*INSTRUCTIONS FOR THE TASK*.
Transcribe the entries exactly; images are not part of the copy.
+ + + + + + +
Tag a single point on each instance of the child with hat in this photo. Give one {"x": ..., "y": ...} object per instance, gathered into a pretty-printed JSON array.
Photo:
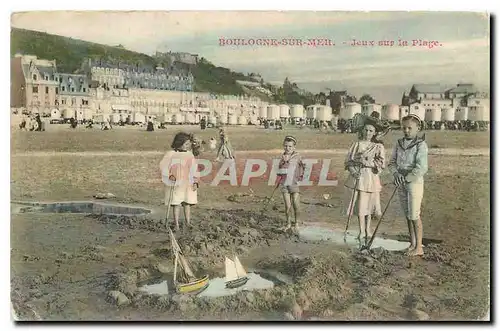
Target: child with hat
[
  {"x": 364, "y": 161},
  {"x": 290, "y": 172},
  {"x": 408, "y": 165}
]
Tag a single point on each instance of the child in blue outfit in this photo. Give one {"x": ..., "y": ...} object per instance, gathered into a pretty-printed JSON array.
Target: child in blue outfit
[{"x": 408, "y": 164}]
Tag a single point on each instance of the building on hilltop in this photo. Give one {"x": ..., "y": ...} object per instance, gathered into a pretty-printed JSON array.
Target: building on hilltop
[
  {"x": 74, "y": 95},
  {"x": 33, "y": 85},
  {"x": 435, "y": 95},
  {"x": 123, "y": 75}
]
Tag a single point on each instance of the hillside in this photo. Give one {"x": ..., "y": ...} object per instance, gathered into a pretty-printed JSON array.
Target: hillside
[{"x": 69, "y": 54}]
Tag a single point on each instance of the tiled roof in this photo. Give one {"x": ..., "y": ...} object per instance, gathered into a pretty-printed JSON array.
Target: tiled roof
[
  {"x": 78, "y": 82},
  {"x": 429, "y": 88},
  {"x": 464, "y": 88}
]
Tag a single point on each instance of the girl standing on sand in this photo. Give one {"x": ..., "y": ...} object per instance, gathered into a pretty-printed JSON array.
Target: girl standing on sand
[
  {"x": 225, "y": 151},
  {"x": 365, "y": 160},
  {"x": 178, "y": 168}
]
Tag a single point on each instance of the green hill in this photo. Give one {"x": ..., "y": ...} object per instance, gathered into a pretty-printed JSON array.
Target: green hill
[{"x": 70, "y": 53}]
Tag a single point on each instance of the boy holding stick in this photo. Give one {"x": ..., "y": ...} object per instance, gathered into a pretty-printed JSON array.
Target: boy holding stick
[{"x": 408, "y": 165}]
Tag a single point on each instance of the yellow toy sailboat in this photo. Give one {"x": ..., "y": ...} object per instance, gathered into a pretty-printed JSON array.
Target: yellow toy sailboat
[
  {"x": 236, "y": 275},
  {"x": 189, "y": 283}
]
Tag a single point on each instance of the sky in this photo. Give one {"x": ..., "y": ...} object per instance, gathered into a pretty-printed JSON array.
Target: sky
[{"x": 463, "y": 54}]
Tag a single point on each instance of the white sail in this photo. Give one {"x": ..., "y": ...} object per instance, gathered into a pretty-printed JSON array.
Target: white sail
[
  {"x": 185, "y": 266},
  {"x": 240, "y": 271},
  {"x": 231, "y": 273}
]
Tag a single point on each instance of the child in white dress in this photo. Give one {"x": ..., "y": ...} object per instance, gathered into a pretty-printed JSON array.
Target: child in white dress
[{"x": 178, "y": 168}]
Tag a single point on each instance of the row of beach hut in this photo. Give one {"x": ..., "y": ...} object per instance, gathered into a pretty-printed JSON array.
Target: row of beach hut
[{"x": 391, "y": 112}]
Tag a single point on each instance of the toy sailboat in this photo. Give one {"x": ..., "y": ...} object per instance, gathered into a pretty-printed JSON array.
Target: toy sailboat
[
  {"x": 236, "y": 275},
  {"x": 189, "y": 282}
]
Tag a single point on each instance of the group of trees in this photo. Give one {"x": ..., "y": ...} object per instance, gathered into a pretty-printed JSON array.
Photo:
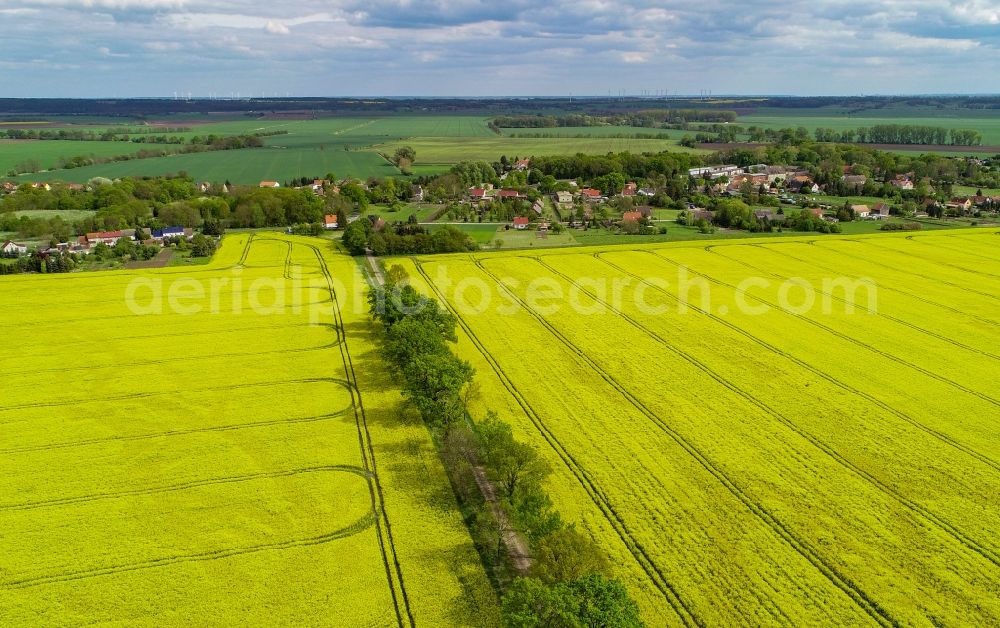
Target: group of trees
[
  {"x": 569, "y": 583},
  {"x": 649, "y": 118},
  {"x": 404, "y": 238},
  {"x": 902, "y": 134}
]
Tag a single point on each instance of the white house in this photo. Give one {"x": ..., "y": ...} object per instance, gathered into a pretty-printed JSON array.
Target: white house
[{"x": 11, "y": 248}]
+ + + + + + +
*ANSWER FOR THE TASK*.
Tag a single point on each instance of the child with hat in this photo. Give one {"x": ..., "y": ...} object per instance, gathered into a pretty-printed JSON array.
Photo:
Target: child with hat
[
  {"x": 364, "y": 161},
  {"x": 290, "y": 172},
  {"x": 408, "y": 165}
]
Tag a single point on each instance of the child in blue outfit in this photo. Give one {"x": ..., "y": ...} object per instance, gathered into a pretty-printed JSON array.
Target: child in blue outfit
[{"x": 408, "y": 164}]
Tag a single point on each instance of the building on hilltop in this photo. Give one {"x": ..., "y": ...} object per instance, gathered into a pretty-printed JSON array.
Target: building on hilltop
[
  {"x": 74, "y": 95},
  {"x": 33, "y": 85},
  {"x": 435, "y": 95},
  {"x": 123, "y": 75}
]
Tag a single point on each instance of the hillside in this photo. Give one {"x": ..., "y": ...} object per instance, gathered into a pretty-printed JSON array.
Target: hillside
[{"x": 69, "y": 54}]
Tag a single point on each instance of the tiled roof in this photo. Give one {"x": ..., "y": ...} object per instance, gathered into a pretty-printed JSON array.
Target: tiled roof
[
  {"x": 78, "y": 82},
  {"x": 429, "y": 88},
  {"x": 464, "y": 88}
]
Tag a single point on each instance of the girl standing on sand in this photo. Give one {"x": ..., "y": ...} object per instance, gathered into a pretty-printed JSON array.
Target: girl standing on sand
[
  {"x": 225, "y": 151},
  {"x": 365, "y": 160},
  {"x": 178, "y": 168}
]
Tag a single point on each instance of the green hill in this photo. Give one {"x": ..., "y": ...} object per instance, gathered into a pretty-printed JSON array.
Target: green hill
[{"x": 70, "y": 53}]
Tag a single point on each instance of the boy holding stick in this photo. Give one {"x": ..., "y": ...} object per instance, gathered into a pretty-printed JSON array.
Target: boy holding stick
[{"x": 408, "y": 165}]
Tag a single point on each instance of the yellow toy sailboat in this photo. Give one {"x": ..., "y": ...} object per instance, gathered into a pretty-printed JSON array.
Target: yellow toy sailboat
[
  {"x": 236, "y": 275},
  {"x": 189, "y": 283}
]
Tag a single point on each instance of the sky in this photo. Give one {"x": ..., "y": ...} object per instance, gathered into a pretty-printed JSON array.
Target: sky
[{"x": 463, "y": 54}]
Tag a single point on each instance of the white sail in this photo. Give one {"x": ..., "y": ...} object per instance, gathered into a pretty-printed JSON array.
Target: white sail
[
  {"x": 185, "y": 266},
  {"x": 240, "y": 271},
  {"x": 231, "y": 273}
]
Tag a single point on each instance of the child in white dress in this photo. Give one {"x": ..., "y": ...} object per instance, gathered into a pretty-printed JSON array.
Target: child in white dress
[{"x": 178, "y": 168}]
Tag a single point on each instance of the row of beach hut in this photo. Give one {"x": ..., "y": ...} object per instance, gathered into a pretty-printed JSON array.
Target: row of beach hut
[{"x": 391, "y": 112}]
Tag a single point on each instance of the toy sailboat in this photo. Give one {"x": ..., "y": ...} object per instance, gathered into a pretty-printed JSON array.
Target: toy sailboat
[
  {"x": 236, "y": 275},
  {"x": 189, "y": 282}
]
Tag a single point on each instance of the group of trees in this photo. Give one {"x": ..., "y": ...} object per instance, gathered into a pretty-printed JSON array.
Photo:
Target: group of trees
[
  {"x": 569, "y": 583},
  {"x": 649, "y": 118},
  {"x": 404, "y": 238},
  {"x": 902, "y": 134}
]
Tag a single point on each instance of the white house in this photo. Give one {"x": ..., "y": ...} object per instance, gathered into a pretty-printed JSON array.
Target: white house
[{"x": 11, "y": 248}]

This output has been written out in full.